→ What is being asked:
Please repeat the records exactly. The pictures are to be left out.

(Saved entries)
::::::::
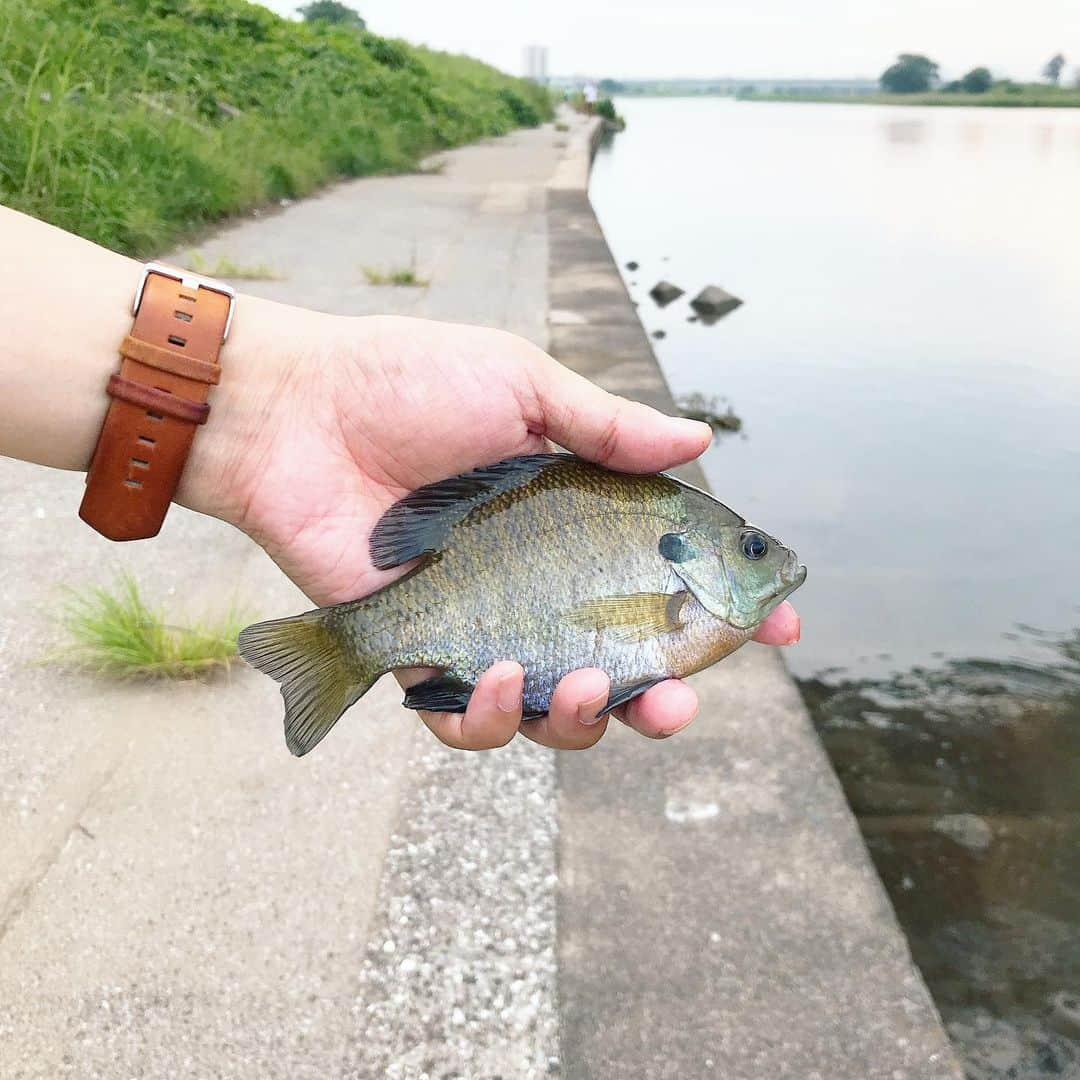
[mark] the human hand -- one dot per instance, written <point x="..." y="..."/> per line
<point x="322" y="422"/>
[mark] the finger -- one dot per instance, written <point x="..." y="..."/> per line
<point x="494" y="713"/>
<point x="571" y="721"/>
<point x="662" y="710"/>
<point x="783" y="626"/>
<point x="610" y="430"/>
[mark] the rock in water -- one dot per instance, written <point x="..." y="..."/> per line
<point x="664" y="292"/>
<point x="714" y="301"/>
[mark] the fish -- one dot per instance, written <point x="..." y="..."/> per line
<point x="548" y="559"/>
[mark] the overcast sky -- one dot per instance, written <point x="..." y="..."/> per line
<point x="739" y="38"/>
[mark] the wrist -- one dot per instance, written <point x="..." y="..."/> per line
<point x="264" y="365"/>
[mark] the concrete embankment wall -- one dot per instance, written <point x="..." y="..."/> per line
<point x="718" y="913"/>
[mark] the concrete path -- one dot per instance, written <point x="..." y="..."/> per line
<point x="180" y="898"/>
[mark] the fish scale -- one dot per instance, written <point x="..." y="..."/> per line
<point x="545" y="559"/>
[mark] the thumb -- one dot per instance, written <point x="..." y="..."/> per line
<point x="611" y="430"/>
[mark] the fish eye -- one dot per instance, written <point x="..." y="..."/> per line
<point x="755" y="545"/>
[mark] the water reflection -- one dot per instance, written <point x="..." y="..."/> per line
<point x="966" y="780"/>
<point x="905" y="363"/>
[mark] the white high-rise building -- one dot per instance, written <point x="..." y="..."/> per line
<point x="536" y="63"/>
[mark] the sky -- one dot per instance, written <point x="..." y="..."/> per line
<point x="738" y="38"/>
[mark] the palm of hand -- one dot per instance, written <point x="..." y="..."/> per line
<point x="399" y="403"/>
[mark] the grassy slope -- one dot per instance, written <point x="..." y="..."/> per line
<point x="1029" y="96"/>
<point x="119" y="118"/>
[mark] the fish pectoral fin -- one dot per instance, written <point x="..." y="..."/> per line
<point x="620" y="694"/>
<point x="441" y="693"/>
<point x="633" y="618"/>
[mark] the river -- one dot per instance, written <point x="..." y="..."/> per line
<point x="906" y="367"/>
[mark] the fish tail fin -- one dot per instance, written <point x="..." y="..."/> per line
<point x="320" y="677"/>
::::::::
→ Answer section:
[mark] the human hand -- one dot per instance, written <point x="..." y="..."/> per line
<point x="322" y="422"/>
[mark] the finger -- one dot per instance, written <point x="..." y="..."/> per line
<point x="494" y="713"/>
<point x="571" y="721"/>
<point x="662" y="710"/>
<point x="783" y="626"/>
<point x="610" y="430"/>
[mark] the rock in water -- one dot per instance, written <point x="..." y="..."/> per line
<point x="664" y="292"/>
<point x="714" y="301"/>
[mark] the fish -- one dot per instance, written <point x="..." y="..."/> per line
<point x="548" y="559"/>
[mark] the overcast sky -- one dot per instance, written <point x="..." y="..."/> per line
<point x="739" y="38"/>
[mark] the wrist -- one dot per instance, written <point x="..." y="..."/> per line
<point x="264" y="365"/>
[mark] the concrete embankment wall -- one dot per instance, written <point x="..." y="..."/> per line
<point x="718" y="913"/>
[mark] the concrete path -- one dot per instance, written <point x="..." y="..."/> per line
<point x="180" y="898"/>
[mark] the fish scale -- one dot per instance, written <point x="..." y="..."/> per line
<point x="545" y="559"/>
[mark] the thumb -- one dot per instance, written <point x="..." y="..."/> per line
<point x="611" y="430"/>
[mark] the fish eye -- one dot per instance, written <point x="..." y="..."/> per line
<point x="755" y="545"/>
[mark] the water reflection -- one dot per instance, written <point x="..." y="..."/> per line
<point x="966" y="780"/>
<point x="905" y="363"/>
[mark] the white high-rise building -- one dot per instance, written <point x="..." y="..."/> per line
<point x="536" y="63"/>
[mark] the sky -- one dot per instance, written <point x="..." y="..."/> per line
<point x="738" y="38"/>
[mark] the palm of hand -- one dot per instance, written <point x="..." y="..."/> per line
<point x="399" y="403"/>
[mark] the grassy slope -- one dot per instance, written <point x="..." y="..."/> per line
<point x="1029" y="96"/>
<point x="119" y="118"/>
[mark] the fish pectoral fin -- one dot per instance, written <point x="..." y="..."/> per line
<point x="620" y="694"/>
<point x="441" y="693"/>
<point x="633" y="618"/>
[mark] the river -- one dot per instance, written <point x="..." y="..."/> per line
<point x="906" y="367"/>
[mark] the fish tail fin -- one dot per instance, written <point x="..." y="..."/> per line
<point x="320" y="677"/>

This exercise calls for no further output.